Hello,
I am trying to run LinearRegression on a dummy data set, given below. Here
I tried all different settings but I am still failing to reproduce desired
coefficients.
Please help me out, as I facing the same problem in my actual dataset.
Thank you.
This dataset is generated based on the simple equation: Y = 4 + (2 * x1) +
(3 * x2)
*Data:*
y,x1,x2
6.3,1,0.1
8.6,2,0.2
10.9,3,0.3
13.8,4,0.6
16.4,5,0.8
19.6,6,1.2
22.8,7,1.6
25.7,8,1.9
28.3,9,2.1
31.2,10,2.4
34.1,11,2.7
*Spark Code:*
val data = sc.textFile("Data/tempData_1.csv" )
val parsedData = data.mapPartitions(_.drop(1)).map {
line =>
val parts = line.split(',')
LabeledPoint(parts(0).toDouble,Vectors.dense(Array(1.0,parts(1).toDouble,parts(2).toDouble)))
}.cache()
var numIterations = 400
val step = 0.01
val algorithm = new LinearRegressionWithSGD()
algorithm.setIntercept(false) //Even tried with intercept(True) and just
(x1,x2) features
algorithm.optimizer.setStepSize(step)
algorithm.optimizer.setNumIterations(numIterations)
.setUpdater(new SimpleUpdater())
//.setRegParam(0.1)
.setMiniBatchFraction(1.0)
val initialWeights =
Vectors.dense(Array.fill(3)(scala.util.Random.nextDouble()))
val model = algorithm.run(parsedData,initialWeights)
println(s">>>> Model intercept: ${model.intercept}, weights:
${model.weights}")
Regards,
Arun

MATERIAL SUPPLIED -
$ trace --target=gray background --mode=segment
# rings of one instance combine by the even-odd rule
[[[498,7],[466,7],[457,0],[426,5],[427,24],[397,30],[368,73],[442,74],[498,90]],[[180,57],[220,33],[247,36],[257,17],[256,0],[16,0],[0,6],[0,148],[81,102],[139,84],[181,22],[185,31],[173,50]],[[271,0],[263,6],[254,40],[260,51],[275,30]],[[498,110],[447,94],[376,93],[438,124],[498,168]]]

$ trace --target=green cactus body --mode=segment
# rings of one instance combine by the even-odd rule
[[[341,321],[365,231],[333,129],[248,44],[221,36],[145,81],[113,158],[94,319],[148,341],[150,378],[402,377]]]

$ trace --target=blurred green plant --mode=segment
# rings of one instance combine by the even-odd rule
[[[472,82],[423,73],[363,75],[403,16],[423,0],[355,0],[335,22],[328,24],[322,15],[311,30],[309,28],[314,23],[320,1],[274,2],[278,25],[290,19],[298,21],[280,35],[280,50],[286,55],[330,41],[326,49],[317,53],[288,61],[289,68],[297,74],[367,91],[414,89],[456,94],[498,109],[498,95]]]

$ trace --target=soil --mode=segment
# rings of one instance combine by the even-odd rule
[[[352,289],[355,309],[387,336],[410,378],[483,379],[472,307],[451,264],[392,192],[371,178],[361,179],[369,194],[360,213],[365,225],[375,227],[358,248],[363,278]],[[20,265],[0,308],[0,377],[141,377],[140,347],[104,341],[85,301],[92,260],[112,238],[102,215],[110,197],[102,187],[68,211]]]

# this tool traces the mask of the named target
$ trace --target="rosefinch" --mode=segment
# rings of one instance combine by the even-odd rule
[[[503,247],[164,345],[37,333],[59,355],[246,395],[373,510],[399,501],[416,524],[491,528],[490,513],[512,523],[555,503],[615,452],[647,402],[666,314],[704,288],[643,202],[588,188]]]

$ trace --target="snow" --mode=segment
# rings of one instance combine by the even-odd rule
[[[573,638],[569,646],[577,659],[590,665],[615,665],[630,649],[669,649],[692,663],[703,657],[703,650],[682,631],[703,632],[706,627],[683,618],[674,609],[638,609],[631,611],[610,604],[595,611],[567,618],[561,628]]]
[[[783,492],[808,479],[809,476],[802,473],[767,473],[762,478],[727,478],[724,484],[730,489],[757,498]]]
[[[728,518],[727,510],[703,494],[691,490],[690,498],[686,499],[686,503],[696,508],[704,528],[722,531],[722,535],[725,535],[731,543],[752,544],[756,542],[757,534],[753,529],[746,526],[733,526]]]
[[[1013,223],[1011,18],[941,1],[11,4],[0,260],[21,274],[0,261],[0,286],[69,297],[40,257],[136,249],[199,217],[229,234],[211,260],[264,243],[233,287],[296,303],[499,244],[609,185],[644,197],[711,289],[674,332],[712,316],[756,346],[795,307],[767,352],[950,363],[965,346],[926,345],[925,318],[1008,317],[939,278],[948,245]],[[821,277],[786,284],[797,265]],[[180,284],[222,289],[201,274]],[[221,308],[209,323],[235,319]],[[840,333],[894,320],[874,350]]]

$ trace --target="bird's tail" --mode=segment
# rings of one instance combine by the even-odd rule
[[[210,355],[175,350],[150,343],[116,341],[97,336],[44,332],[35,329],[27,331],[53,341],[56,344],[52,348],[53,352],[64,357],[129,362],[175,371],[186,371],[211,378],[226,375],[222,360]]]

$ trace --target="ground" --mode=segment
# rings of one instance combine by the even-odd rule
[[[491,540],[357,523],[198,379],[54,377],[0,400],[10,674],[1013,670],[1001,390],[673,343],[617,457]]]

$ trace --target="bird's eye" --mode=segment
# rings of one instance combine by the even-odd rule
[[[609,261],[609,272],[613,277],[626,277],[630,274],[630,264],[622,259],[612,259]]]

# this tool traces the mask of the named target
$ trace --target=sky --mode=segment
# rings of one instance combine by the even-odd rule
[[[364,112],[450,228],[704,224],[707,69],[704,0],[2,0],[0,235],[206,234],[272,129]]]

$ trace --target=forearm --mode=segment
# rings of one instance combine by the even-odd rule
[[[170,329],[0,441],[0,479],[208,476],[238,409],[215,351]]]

GOAL OF THE EXERCISE - Can you reproduce the Spark regression post above, verbatim, from "algorithm.optimizer.setNumIterations(numIterations)" to "Vectors.dense(Array.fill(3)(scala.util.Random.nextDouble()))"?

TASK OUTPUT -
algorithm.optimizer.setNumIterations(numIterations)
.setUpdater(new SimpleUpdater())
//.setRegParam(0.1)
.setMiniBatchFraction(1.0)
val initialWeights =
Vectors.dense(Array.fill(3)(scala.util.Random.nextDouble()))